## Selected passage
◆ ◆ ◆ ◆ ◆

Congratulations, Massachusetts – a job well done

I’m very proud of my home state of Massachusetts.   Last week, Governor Patrick signed bill  S. 2192 “An Act Further Regulating Animal Control” into law.

The new law:

  • Creates a statewide spay/neuter program to reduce the number of homeless animals and will, in turn, also reduce the cost to cities and towns for housing and sheltering these animals. This is funded by a voluntary tax check off.
  • Adds enforcement provisions to section 139A (the spay/neuter deposit law for animals adopted from shelters and animal control facilities) to ensure homeless animals can’t reproduce.
  • Requires animal control officers to receive training.  This is funded by the tax check off.
  • Prohibits carbon monoxide and carbon dioxide gas as a means to “euthanize” dogs and cats.  (Anyone who saw the HBO documentary One Nation Under Dog knows why this important)
  • Improves the dangerous dog law in a breed neutral manner
  • Allows pets to be included in domestic violence protection orders

The law will also create some statewide oversight for animal control, which previously did not exist in the state; creates categories for kennel licensing; creates consistency in the holding time for stray dogs and provide other meaningful updates to the state’s antiquated animal control laws.  An amendment to the bill also added some restrictions on the tethering of dogs.

◆ ◆ ◆ ◆ ◆

## Dataset extract
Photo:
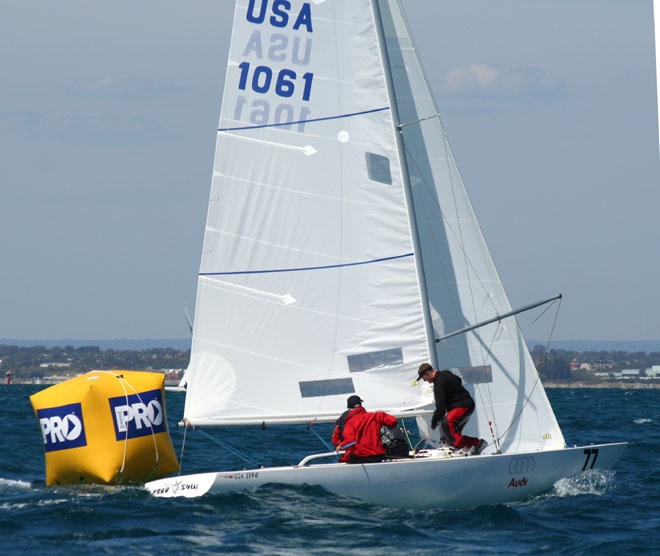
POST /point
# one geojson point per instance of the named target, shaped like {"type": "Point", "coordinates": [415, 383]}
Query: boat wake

◆ ◆ ◆ ◆ ◆

## Exercise set
• 1. Answer these questions using the post on the Massachusetts animal control law:
(a) Which governor signed S. 2192 into law?
(b) How is the training for animal control officers funded?
(c) What did an amendment to the bill add?
• 2. Retype the post on the Massachusetts animal control law from "I’m very proud" to "animals can’t reproduce.".
• 3. Continue the post on the Massachusetts animal control law past its final sentence.
The data come from a source separate from the post on the Massachusetts animal control law.

## Exercise responses
• 1.
(a) Governor Patrick
(b) By the tax check off
(c) Some restrictions on the tethering of dogs

• 2.
I’m very proud of my home state of Massachusetts.   Last week, Governor Patrick signed bill  S. 2192 “An Act Further Regulating Animal Control” into law.

The new law:

  • Creates a statewide spay/neuter program to reduce the number of homeless animals and will, in turn, also reduce the cost to cities and towns for housing and sheltering these animals. This is funded by a voluntary tax check off.
  • Adds enforcement provisions to section 139A (the spay/neuter deposit law for animals adopted from shelters and animal control facilities) to ensure homeless animals can’t reproduce.

• 3.
This new law will not cost money, it will actually minimize costs to cities and towns by reducing the number of homeless animals and the associated cost to house and take care of them. In addition, ensuring that animal control officers are trained, and improving the dangerous dog law to protect public safety, will provide indirect cost savings.

Best of all, this bill proves that animal welfare agencies can work together.  The bill was drafted as a collaboration between the Animal Control Officers Association of Massachusetts (ACOAM), the Massachusetts Society for the Prevention of Cruelty to Animals (MSPCA), the Animal Rescue League of Boston, the state’s Bureau of Animal Health within the Department of Agricultural Resources and the Massachusetts Veterinary Medical Association (MVMA).